__Instructions to follow__
Format every line of the data below as a JSON list of strings, one string per line, skipping blank lines. Leave the pictures out.

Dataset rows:
##########

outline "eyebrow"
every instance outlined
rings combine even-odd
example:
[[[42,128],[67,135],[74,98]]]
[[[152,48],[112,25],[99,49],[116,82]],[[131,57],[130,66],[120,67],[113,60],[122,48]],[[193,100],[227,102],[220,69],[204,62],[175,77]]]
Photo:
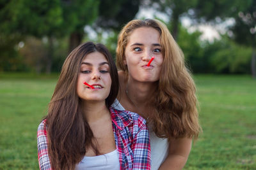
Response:
[[[134,45],[142,46],[142,45],[143,45],[143,44],[136,43],[132,44],[131,46],[134,46]],[[158,43],[154,43],[154,44],[153,44],[153,46],[161,46],[161,45],[159,45]]]
[[[82,62],[82,63],[81,63],[81,65],[82,65],[82,64],[85,64],[85,65],[87,65],[87,66],[92,66],[92,63],[86,62]],[[104,65],[104,64],[109,65],[109,64],[108,64],[108,62],[100,62],[99,65],[100,66],[103,66],[103,65]]]

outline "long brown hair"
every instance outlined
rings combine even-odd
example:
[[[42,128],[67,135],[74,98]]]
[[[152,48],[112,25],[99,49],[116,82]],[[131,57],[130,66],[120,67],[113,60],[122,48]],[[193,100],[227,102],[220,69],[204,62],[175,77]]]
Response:
[[[163,23],[154,19],[127,23],[118,35],[116,65],[127,78],[128,69],[123,61],[128,39],[134,30],[143,27],[152,27],[159,32],[164,56],[157,88],[150,101],[154,103],[154,111],[148,115],[149,123],[158,137],[196,139],[201,127],[195,85],[185,66],[183,52]]]
[[[82,44],[74,49],[66,59],[49,104],[46,117],[48,151],[51,165],[54,169],[74,169],[93,145],[93,132],[83,116],[81,99],[77,94],[77,77],[81,62],[86,55],[99,52],[109,64],[111,87],[106,99],[109,108],[118,92],[118,76],[115,62],[108,49],[102,44],[92,42]]]

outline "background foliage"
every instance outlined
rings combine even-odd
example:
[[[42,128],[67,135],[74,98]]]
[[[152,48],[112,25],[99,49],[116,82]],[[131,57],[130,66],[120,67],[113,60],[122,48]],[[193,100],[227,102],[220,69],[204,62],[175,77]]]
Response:
[[[0,71],[58,72],[68,53],[85,41],[106,44],[115,57],[118,31],[141,8],[167,17],[193,73],[256,76],[256,0],[1,1]],[[184,17],[193,25],[235,22],[209,41],[183,26]]]

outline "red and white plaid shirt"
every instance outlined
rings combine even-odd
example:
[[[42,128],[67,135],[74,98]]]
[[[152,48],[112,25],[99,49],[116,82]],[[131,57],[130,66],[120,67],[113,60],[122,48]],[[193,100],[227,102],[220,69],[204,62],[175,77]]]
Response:
[[[120,169],[150,169],[151,151],[146,121],[138,114],[110,108]],[[46,120],[38,126],[37,146],[41,170],[52,169],[47,152]]]

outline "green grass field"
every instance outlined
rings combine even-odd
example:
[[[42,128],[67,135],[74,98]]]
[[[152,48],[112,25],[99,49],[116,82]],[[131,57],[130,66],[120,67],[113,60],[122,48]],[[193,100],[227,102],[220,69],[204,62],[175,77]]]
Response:
[[[0,169],[38,169],[36,131],[58,76],[0,74]],[[196,75],[204,132],[184,169],[256,169],[256,80]]]

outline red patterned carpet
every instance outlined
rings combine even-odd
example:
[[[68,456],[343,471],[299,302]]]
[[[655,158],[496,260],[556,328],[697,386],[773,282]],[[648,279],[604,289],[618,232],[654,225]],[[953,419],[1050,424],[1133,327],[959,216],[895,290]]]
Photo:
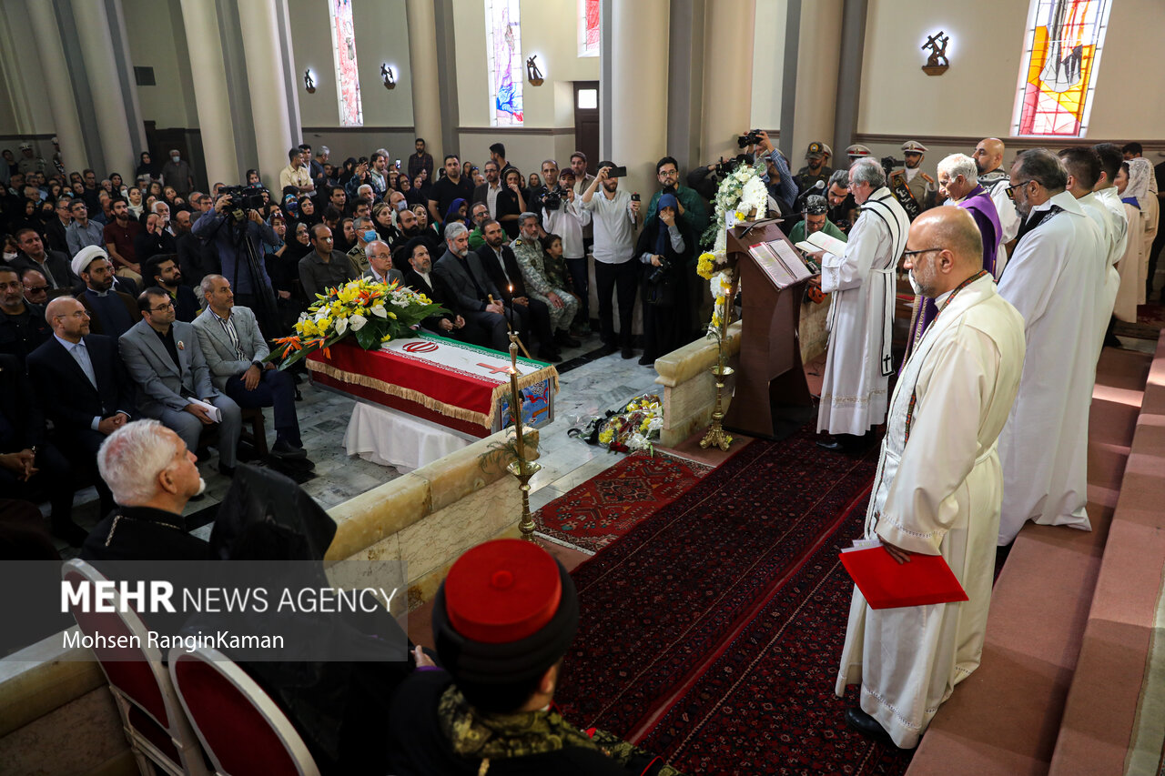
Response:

##########

__Written response__
[
  "outline \"eyebrow\"",
  "every instance outlined",
  "rings combine even-odd",
  "example:",
  "[[[42,128],[67,135],[74,98]]]",
  "[[[152,48],[112,25],[99,49],[116,82]],[[131,57],[130,66],[120,67],[113,60],[122,48]],[[193,100],[227,102],[220,69],[204,62],[175,77]]]",
  "Photo:",
  "Response:",
  "[[[134,45],[142,46],[142,45],[143,45],[143,44],[136,43],[132,44],[131,46],[134,46]],[[158,43],[154,43],[154,44],[153,44],[153,46],[161,46],[161,45],[159,45]]]",
  "[[[82,62],[82,63],[81,63],[81,65],[82,65],[82,64],[85,64],[85,65],[87,65],[87,66],[92,66],[92,63],[86,62]],[[104,65],[104,64],[109,65],[109,64],[108,64],[108,62],[100,62],[99,65],[100,66],[103,66],[103,65]]]",
  "outline \"long brown hair\"",
  "every instance outlined",
  "rings combine even-odd",
  "example:",
  "[[[42,128],[67,135],[74,98]]]",
  "[[[152,48],[112,25],[99,49],[116,82]],[[131,57],[130,66],[120,67],[113,60],[122,48]],[[193,100],[227,102],[220,69],[204,62],[175,77]]]",
  "Response:",
  "[[[163,23],[154,19],[127,23],[118,35],[116,65],[127,78],[128,69],[123,61],[128,39],[134,30],[143,27],[152,27],[159,32],[164,56],[157,88],[150,101],[154,103],[154,111],[148,115],[149,123],[158,137],[196,139],[201,127],[195,85],[185,66],[183,52]]]",
  "[[[82,44],[74,49],[66,59],[49,104],[46,117],[48,151],[51,165],[54,169],[74,169],[93,145],[93,132],[83,116],[81,99],[77,94],[77,77],[81,62],[86,55],[99,52],[109,64],[111,87],[106,99],[109,108],[118,92],[118,76],[115,62],[108,49],[102,44],[92,42]]]",
  "outline \"background foliage\"",
  "every instance outlined",
  "rings combine even-odd",
  "example:",
  "[[[42,128],[67,135],[74,98]]]",
  "[[[152,48],[112,25],[99,49],[116,82]],[[131,57],[130,66],[120,67],[113,60],[122,48]],[[193,100],[227,102],[220,69],[204,62],[175,77]]]",
  "Response:",
  "[[[0,71],[58,72],[68,53],[85,41],[106,44],[115,57],[118,31],[141,8],[167,17],[193,73],[256,76],[256,0],[1,1]],[[184,17],[193,25],[235,22],[209,41],[183,26]]]",
  "outline \"red and white plaid shirt\"",
  "every instance outlined",
  "rings combine even-odd",
  "example:",
  "[[[42,128],[67,135],[74,98]]]",
  "[[[152,48],[112,25],[99,49],[116,82]],[[131,57],[130,66],[120,67],[113,60],[122,48]],[[193,100],[227,102],[220,69],[204,62],[175,77]]]",
  "Response:",
  "[[[120,169],[150,169],[151,151],[146,121],[138,114],[110,108]],[[46,120],[38,126],[37,146],[41,170],[52,169],[47,152]]]",
  "outline \"green grass field\"",
  "every instance outlined",
  "rings combine even-odd",
  "example:",
  "[[[42,128],[67,135],[74,98]]]",
  "[[[152,48],[112,25],[99,49],[116,82]],[[131,57],[130,66],[120,67],[113,60],[122,48]],[[193,100],[227,102],[220,69],[204,62],[175,77]]]",
  "Response:",
  "[[[0,169],[38,169],[36,131],[58,76],[0,74]],[[196,75],[204,132],[184,169],[256,169],[256,80]]]",
  "outline red patterned carpet",
  "every instance outlined",
  "rings combine even-odd",
  "example:",
  "[[[68,456],[343,471],[299,302]]]",
  "[[[655,158],[496,260],[556,328],[697,386],[773,282]],[[648,279],[604,289],[618,232],[654,225]],[[953,419],[1050,424],[1133,327],[959,216],[895,290]]]",
  "Photo:",
  "Response:"
]